> **Exercise aim**: Please say whether each statement agrees with the journal excerpt below, answering yes or no and quoting the words from the journal excerpt that decide it. (a) The tennis doubles game is at 8 a.m. (b) The writer has finished the collection of short stories. (c) Joy's party is for her 80th birthday.
# Document excerpt start
I can barely get time on my computer–this is the one that works the best for all of K–‘s programs. I guess I will never finish this collection of short stories … at least not in the next week. I keep playing with the last story at least, trying to get the main characters into focus–the mother comes in, the daughter slides out, and I better decide if the lover is, in fact, transsexual.

My one break today will be tennis doubles at 8 a.m. with players who range from arthritic, deaf 84-year-olds (with great drop shots) to stocky, powerful women in their 30s whose bad haircuts and bluff manners would spell lesbian in many places but here, in our little Connecticut hamlet, usually means: married the high-school sweetheart, has three kids and an M.S.N. degree. The only other queer couples I know are the nice queer clergy-people, the two pipe-smoking psychiatrists (guys), and a very sweet older lady who organizes the church potluck and her much younger companion, who are both happy to refer to themselves as “dear friends” and seem to not to mind that Miss M.’s open and tender devotion to Miss H. (I once saw one bicycle over to the tennis court with towels, to mop up the morning’s rain for the other’s match) is viewed as something quite a bit less than Harry and Bertha’s 25th wedding anniversary at the Grange.

Still trying to nail down plans for my mother’s 80th-birthday all-family cruise, Joy’s 50th-birthday party (still trying to get Tracy Nelson to come and sing), and still trying to find a middle for this fucking short story.
# Document excerpt end
# Supplied information start
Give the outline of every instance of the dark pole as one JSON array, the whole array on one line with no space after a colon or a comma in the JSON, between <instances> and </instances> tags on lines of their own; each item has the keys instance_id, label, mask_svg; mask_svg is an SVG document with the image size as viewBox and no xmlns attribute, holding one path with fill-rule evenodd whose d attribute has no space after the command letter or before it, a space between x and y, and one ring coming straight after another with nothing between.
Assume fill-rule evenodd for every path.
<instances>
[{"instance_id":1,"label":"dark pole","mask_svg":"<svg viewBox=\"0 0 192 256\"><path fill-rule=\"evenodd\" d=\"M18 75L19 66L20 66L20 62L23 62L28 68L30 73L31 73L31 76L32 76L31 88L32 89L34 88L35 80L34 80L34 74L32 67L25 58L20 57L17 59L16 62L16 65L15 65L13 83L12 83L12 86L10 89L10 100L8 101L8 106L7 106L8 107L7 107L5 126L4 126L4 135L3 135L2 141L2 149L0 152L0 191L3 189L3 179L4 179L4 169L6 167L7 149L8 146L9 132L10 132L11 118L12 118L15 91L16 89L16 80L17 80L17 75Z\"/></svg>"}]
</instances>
# Supplied information end
> **Expected output**:
(a) Yes: "tennis doubles at 8 a.m."
(b) No: "I guess I will never finish this collection of short stories"
(c) No: "Joy’s 50th-birthday party"